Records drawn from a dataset
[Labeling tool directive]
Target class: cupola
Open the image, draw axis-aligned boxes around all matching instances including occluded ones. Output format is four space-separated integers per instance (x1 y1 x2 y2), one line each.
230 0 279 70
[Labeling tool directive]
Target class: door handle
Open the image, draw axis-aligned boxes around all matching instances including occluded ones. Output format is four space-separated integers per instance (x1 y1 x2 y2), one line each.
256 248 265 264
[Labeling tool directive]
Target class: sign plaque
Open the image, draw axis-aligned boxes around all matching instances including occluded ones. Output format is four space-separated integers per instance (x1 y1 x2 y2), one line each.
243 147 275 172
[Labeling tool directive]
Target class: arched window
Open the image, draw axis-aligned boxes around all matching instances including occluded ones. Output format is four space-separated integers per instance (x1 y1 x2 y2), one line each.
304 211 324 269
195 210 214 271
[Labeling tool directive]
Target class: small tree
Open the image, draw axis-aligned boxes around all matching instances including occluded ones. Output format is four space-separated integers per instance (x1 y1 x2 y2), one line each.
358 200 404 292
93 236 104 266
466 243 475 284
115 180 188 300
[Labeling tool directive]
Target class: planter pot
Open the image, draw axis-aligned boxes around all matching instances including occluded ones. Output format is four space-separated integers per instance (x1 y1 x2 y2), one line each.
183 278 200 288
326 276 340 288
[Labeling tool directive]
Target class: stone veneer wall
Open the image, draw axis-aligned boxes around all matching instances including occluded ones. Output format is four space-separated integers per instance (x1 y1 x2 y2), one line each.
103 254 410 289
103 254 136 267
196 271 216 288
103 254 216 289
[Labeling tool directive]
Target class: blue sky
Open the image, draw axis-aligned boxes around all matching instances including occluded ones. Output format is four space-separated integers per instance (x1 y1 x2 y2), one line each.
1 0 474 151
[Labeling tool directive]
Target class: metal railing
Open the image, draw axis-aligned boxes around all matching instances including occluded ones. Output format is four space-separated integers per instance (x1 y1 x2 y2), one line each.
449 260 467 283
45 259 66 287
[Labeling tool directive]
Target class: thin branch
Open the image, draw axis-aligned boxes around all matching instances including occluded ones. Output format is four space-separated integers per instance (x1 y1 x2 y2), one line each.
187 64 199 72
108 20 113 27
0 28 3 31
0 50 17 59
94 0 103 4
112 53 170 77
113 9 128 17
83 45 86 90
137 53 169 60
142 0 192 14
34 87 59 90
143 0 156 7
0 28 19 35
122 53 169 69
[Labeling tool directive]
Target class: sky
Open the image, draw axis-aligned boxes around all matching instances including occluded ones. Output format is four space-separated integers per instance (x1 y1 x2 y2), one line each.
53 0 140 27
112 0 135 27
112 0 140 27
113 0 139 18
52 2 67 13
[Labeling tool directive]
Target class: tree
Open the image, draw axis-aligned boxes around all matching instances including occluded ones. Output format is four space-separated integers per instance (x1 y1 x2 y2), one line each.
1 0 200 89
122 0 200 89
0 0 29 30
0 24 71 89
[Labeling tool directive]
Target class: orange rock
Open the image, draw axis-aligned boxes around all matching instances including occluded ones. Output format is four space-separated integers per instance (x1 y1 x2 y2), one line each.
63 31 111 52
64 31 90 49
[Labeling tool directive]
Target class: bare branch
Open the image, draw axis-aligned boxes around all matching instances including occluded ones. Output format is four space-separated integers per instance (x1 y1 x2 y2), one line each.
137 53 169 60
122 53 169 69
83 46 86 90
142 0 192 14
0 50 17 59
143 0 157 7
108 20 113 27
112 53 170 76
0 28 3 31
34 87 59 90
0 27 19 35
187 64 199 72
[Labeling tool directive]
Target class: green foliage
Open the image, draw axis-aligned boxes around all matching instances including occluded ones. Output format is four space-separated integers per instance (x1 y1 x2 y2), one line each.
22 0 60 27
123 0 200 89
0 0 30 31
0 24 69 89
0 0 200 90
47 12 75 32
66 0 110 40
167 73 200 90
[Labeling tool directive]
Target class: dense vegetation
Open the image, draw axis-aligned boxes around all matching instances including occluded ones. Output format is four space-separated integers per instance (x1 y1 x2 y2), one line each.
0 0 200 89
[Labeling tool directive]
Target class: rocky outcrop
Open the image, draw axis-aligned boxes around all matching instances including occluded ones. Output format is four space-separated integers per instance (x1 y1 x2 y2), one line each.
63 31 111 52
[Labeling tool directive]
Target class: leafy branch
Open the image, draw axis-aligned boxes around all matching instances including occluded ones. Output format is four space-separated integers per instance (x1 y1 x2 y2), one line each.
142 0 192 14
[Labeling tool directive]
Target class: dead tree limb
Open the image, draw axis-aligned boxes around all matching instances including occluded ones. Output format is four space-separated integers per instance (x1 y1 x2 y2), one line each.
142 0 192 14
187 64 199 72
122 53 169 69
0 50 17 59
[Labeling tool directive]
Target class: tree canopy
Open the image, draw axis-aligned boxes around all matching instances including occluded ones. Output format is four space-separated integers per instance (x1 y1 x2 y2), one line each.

* Work instructions:
Note every line of the entries in which "tree" appears, and copy it down.

* Written answer:
Target class: small tree
Target class: tree
Target class: dead tree limb
Target class: tree canopy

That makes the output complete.